(Named-object pointing records)
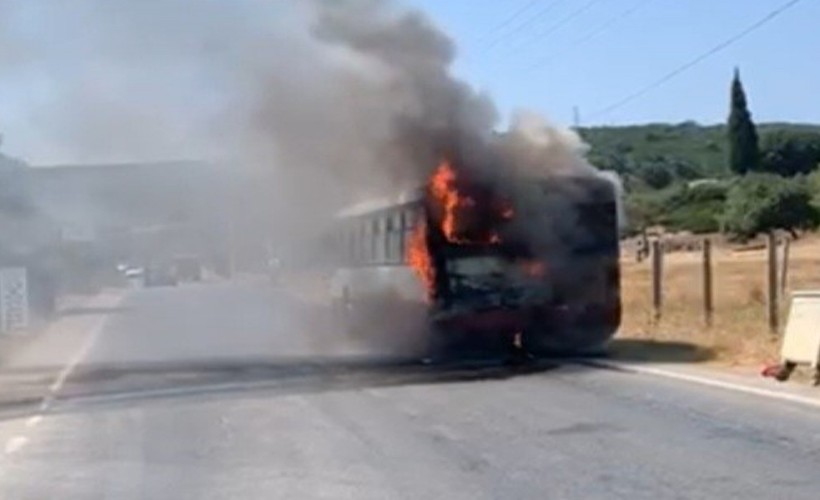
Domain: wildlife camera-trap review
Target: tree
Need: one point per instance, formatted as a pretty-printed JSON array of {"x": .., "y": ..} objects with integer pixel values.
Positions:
[
  {"x": 656, "y": 175},
  {"x": 760, "y": 203},
  {"x": 744, "y": 154},
  {"x": 789, "y": 153}
]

**DIRECTIONS:**
Please repeat every row above word for word, leaving the pictures out of your answer.

**SOLUTION TO THE PROBLEM:**
Domain: wildlife camera-trap review
Target: tree
Need: one point per instance, formatted as a pretty-printed JSON array of {"x": .., "y": ..} objects with integer pixel values.
Positions:
[
  {"x": 656, "y": 175},
  {"x": 760, "y": 203},
  {"x": 744, "y": 154},
  {"x": 789, "y": 153}
]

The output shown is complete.